● YOUR ASSIGNMENT
As an exercise in exact copying, transcribe the lines below from the one holding "In the photo above, where exactly is the wooden post?" through the last, with both ends included and pictures left out.

● Extracted records

· · · · · · ·

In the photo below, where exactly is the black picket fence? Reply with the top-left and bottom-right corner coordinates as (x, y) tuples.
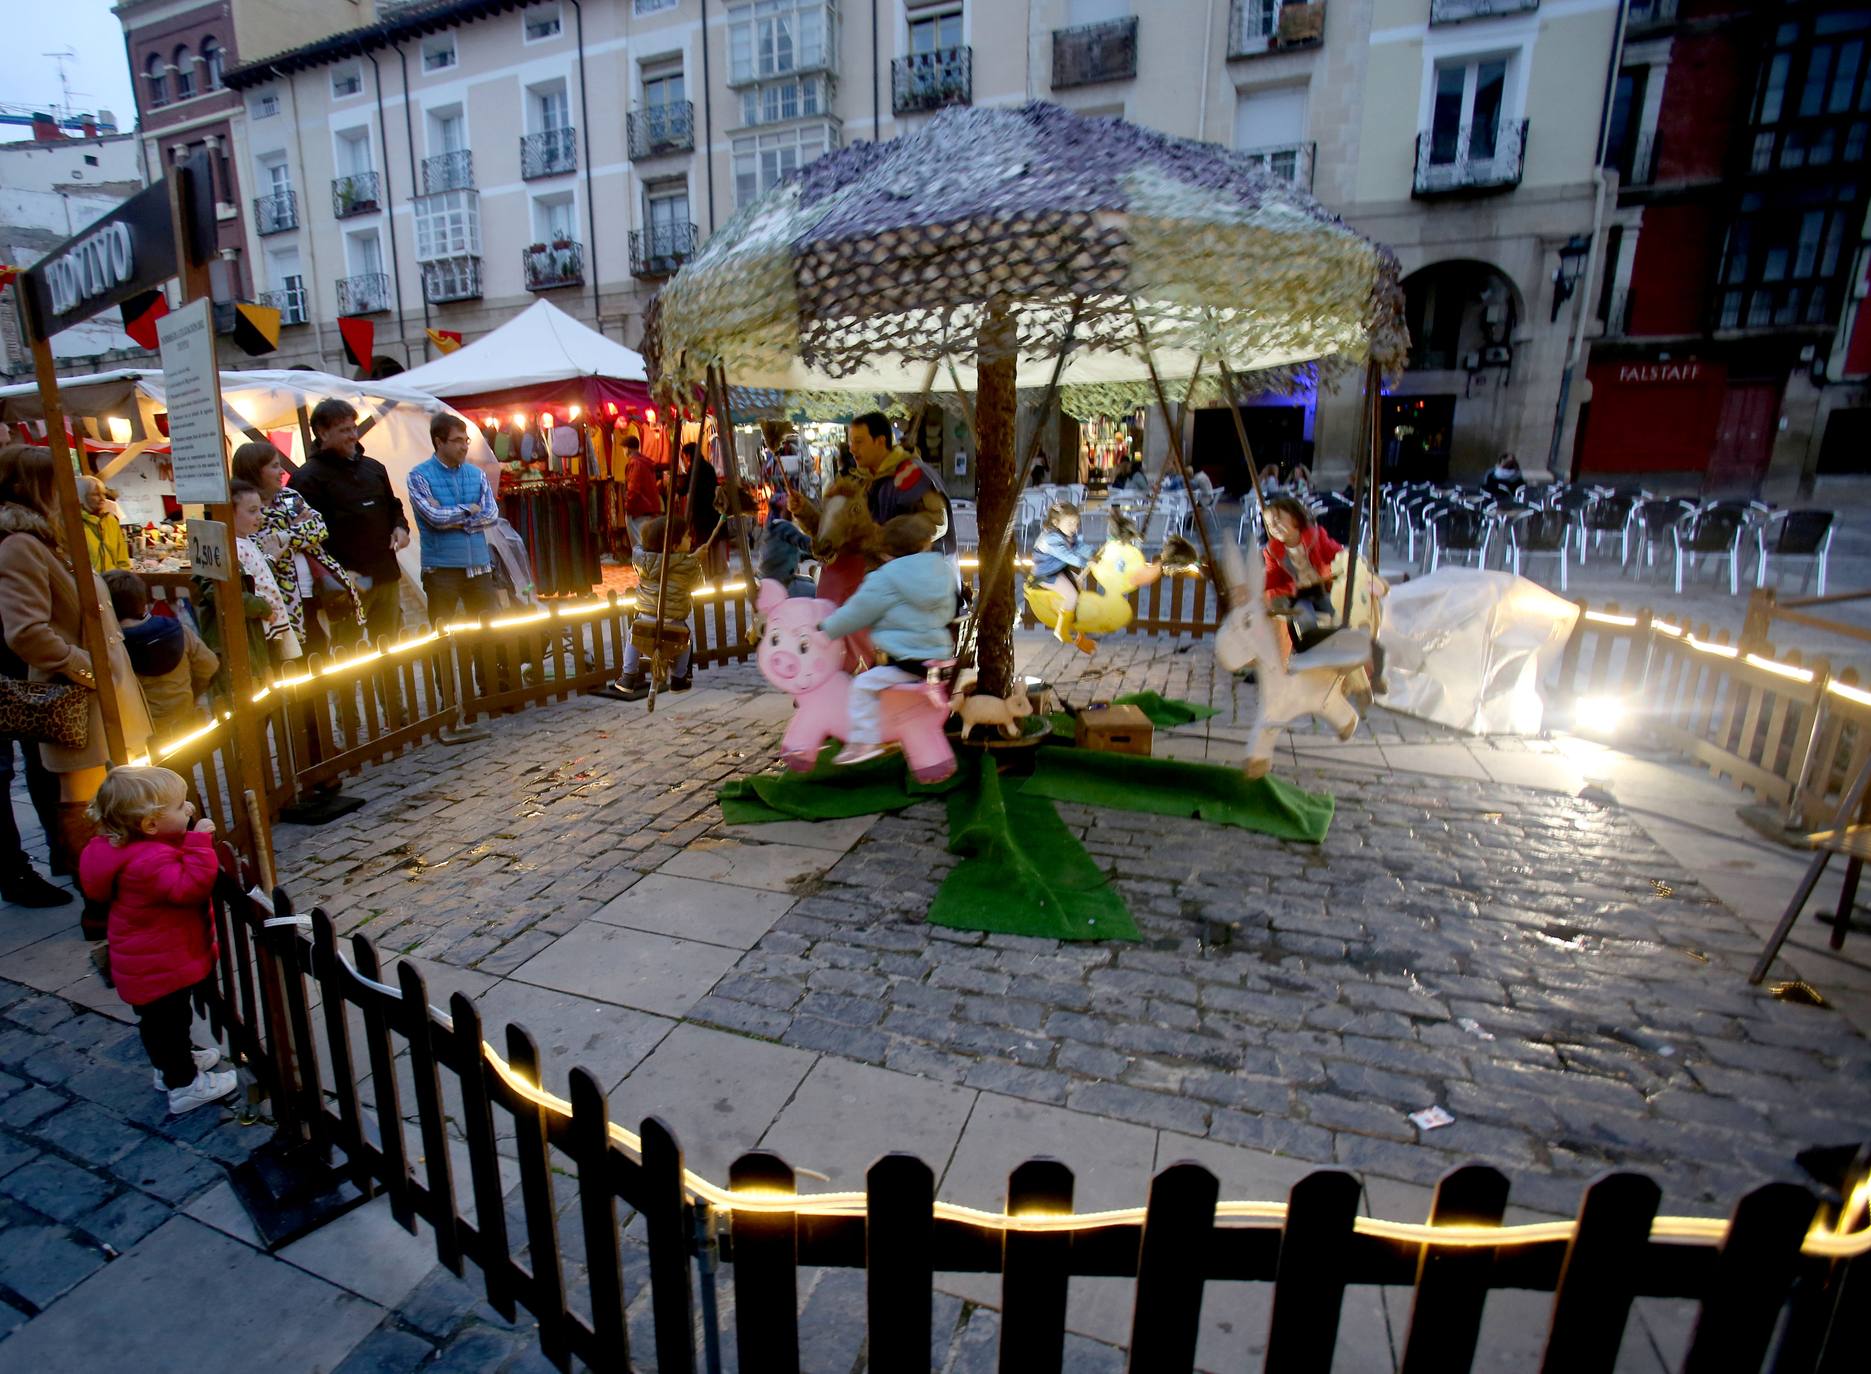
(197, 855), (1871, 1374)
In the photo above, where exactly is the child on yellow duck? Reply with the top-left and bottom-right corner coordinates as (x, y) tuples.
(1031, 501), (1098, 654)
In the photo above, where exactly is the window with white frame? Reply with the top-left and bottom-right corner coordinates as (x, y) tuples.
(145, 54), (167, 108)
(646, 185), (691, 235)
(1428, 55), (1509, 164)
(739, 74), (830, 125)
(532, 193), (578, 245)
(250, 92), (280, 119)
(347, 231), (384, 278)
(337, 129), (374, 175)
(415, 190), (481, 261)
(908, 8), (963, 56)
(173, 47), (195, 99)
(333, 64), (364, 99)
(644, 69), (686, 111)
(523, 3), (563, 41)
(732, 122), (837, 207)
(635, 0), (678, 13)
(1234, 84), (1309, 182)
(728, 1), (837, 84)
(203, 38), (224, 90)
(423, 36), (457, 72)
(529, 81), (571, 133)
(1233, 0), (1278, 53)
(430, 108), (466, 155)
(263, 158), (293, 195)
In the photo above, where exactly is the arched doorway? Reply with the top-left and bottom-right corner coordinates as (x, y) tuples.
(1390, 260), (1522, 480)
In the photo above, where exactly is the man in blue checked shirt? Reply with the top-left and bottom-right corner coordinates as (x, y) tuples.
(408, 413), (501, 628)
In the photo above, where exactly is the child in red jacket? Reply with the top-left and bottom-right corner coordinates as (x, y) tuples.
(80, 767), (238, 1115)
(1262, 497), (1389, 687)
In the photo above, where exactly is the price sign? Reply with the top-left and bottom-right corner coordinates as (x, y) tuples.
(158, 297), (231, 505)
(187, 518), (233, 582)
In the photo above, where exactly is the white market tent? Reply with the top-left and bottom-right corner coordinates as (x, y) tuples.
(392, 299), (650, 406)
(0, 368), (497, 599)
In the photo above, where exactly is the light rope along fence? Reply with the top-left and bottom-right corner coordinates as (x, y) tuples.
(199, 863), (1868, 1374)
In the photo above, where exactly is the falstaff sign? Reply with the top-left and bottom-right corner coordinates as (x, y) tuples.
(20, 162), (210, 338)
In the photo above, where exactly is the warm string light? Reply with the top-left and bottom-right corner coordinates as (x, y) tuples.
(451, 1032), (1871, 1255)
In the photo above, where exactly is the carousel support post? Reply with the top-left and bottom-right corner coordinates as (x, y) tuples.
(1338, 361), (1378, 629)
(706, 364), (760, 586)
(974, 300), (1020, 699)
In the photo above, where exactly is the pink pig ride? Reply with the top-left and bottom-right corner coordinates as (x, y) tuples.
(754, 580), (957, 783)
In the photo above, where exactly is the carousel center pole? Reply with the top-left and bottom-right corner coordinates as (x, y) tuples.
(973, 299), (1019, 700)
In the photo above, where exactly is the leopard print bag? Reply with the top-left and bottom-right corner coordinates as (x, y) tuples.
(0, 676), (91, 750)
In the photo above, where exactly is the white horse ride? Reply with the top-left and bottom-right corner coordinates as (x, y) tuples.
(1213, 534), (1373, 778)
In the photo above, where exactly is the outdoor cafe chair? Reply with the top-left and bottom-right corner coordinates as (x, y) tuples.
(1579, 489), (1642, 564)
(1428, 505), (1491, 574)
(1627, 498), (1694, 580)
(1502, 508), (1576, 591)
(952, 506), (980, 552)
(1672, 504), (1749, 595)
(1756, 508), (1836, 596)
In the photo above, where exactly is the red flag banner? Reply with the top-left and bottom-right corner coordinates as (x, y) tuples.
(337, 316), (375, 372)
(121, 289), (170, 350)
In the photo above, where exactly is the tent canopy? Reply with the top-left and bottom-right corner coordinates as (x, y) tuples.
(393, 300), (652, 415)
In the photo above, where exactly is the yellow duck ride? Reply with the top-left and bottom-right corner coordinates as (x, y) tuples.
(1023, 511), (1200, 648)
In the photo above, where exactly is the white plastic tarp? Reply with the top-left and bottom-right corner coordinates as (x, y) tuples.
(1378, 569), (1580, 736)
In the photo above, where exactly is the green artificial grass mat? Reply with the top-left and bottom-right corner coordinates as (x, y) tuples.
(1020, 748), (1335, 843)
(1111, 691), (1221, 727)
(929, 754), (1140, 942)
(716, 746), (961, 824)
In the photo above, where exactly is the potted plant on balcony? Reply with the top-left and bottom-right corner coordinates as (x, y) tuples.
(1275, 2), (1325, 47)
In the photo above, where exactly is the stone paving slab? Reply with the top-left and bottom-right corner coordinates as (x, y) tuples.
(511, 922), (744, 1018)
(593, 872), (796, 949)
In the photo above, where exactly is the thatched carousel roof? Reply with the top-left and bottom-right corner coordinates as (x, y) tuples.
(646, 102), (1407, 414)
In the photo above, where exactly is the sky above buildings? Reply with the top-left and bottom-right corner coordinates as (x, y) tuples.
(8, 0), (139, 127)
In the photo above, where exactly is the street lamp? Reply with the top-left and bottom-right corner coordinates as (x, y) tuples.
(1550, 234), (1593, 323)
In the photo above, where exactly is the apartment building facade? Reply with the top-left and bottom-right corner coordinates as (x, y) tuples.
(114, 0), (381, 305)
(216, 0), (1621, 480)
(1581, 0), (1871, 497)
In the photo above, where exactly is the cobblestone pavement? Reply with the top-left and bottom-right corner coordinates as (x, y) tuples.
(5, 632), (1870, 1371)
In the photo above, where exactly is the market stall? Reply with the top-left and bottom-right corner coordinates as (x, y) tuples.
(0, 367), (495, 610)
(393, 299), (663, 581)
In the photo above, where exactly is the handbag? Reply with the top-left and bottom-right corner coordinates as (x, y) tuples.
(0, 676), (91, 750)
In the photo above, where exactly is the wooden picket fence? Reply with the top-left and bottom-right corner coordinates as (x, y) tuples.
(194, 858), (1869, 1374)
(1551, 597), (1871, 830)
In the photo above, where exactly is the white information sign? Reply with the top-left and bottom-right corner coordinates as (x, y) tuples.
(157, 297), (230, 505)
(186, 518), (232, 582)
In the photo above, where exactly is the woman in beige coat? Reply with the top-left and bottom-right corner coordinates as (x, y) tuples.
(0, 445), (153, 933)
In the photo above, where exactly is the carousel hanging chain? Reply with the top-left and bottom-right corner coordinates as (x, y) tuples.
(1129, 304), (1224, 611)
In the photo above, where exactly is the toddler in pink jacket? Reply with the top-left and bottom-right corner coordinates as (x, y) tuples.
(79, 766), (238, 1115)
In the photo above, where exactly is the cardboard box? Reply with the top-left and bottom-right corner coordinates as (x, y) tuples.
(1075, 704), (1153, 756)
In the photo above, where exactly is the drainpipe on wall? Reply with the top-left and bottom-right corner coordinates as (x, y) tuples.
(392, 42), (433, 362)
(1546, 2), (1630, 480)
(700, 0), (718, 234)
(279, 66), (333, 372)
(568, 0), (604, 333)
(366, 50), (414, 367)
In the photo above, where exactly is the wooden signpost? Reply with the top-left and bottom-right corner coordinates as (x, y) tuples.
(15, 151), (271, 869)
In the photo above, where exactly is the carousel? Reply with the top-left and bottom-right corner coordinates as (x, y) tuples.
(648, 102), (1407, 781)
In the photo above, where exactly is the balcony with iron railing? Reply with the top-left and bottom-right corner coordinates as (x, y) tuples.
(332, 170), (382, 218)
(1229, 0), (1324, 59)
(1413, 119), (1528, 196)
(422, 149), (474, 194)
(629, 101), (695, 160)
(1430, 0), (1539, 24)
(630, 221), (697, 278)
(254, 190), (297, 235)
(521, 127), (577, 180)
(1627, 0), (1679, 33)
(257, 285), (308, 326)
(892, 47), (972, 115)
(1052, 16), (1138, 90)
(1240, 141), (1316, 189)
(337, 271), (392, 315)
(422, 256), (482, 304)
(524, 240), (584, 290)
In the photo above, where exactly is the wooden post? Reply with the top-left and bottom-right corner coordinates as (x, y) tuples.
(26, 334), (128, 764)
(165, 166), (271, 860)
(975, 300), (1019, 698)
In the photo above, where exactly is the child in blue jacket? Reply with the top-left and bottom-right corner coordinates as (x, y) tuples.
(1030, 501), (1097, 650)
(819, 515), (954, 765)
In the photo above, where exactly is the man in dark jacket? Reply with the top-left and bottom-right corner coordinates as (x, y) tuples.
(290, 398), (411, 648)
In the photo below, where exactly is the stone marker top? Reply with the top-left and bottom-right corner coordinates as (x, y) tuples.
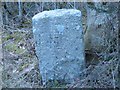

· · · · · · ·

● EXERCISE RESULT
In the photo above, where exactly is the wooden post? Reply with the top-left and bottom-right corner coordinates as (x, y) tuples.
(26, 334), (128, 764)
(165, 166), (271, 860)
(975, 300), (1019, 698)
In the photo above, where exactly is the child in blue jacket? Reply with the top-left and bottom-right corner coordinates as (x, y) tuples.
(1030, 501), (1097, 650)
(819, 515), (954, 765)
In the photo above, where exactly is the man in dark jacket? Reply with the top-left and bottom-right corner coordinates as (x, y) tuples.
(290, 398), (411, 648)
In the photo below, where exactly is the stone marker top? Reply with the top-left and bottom-right corner coordinates as (x, y) tuples.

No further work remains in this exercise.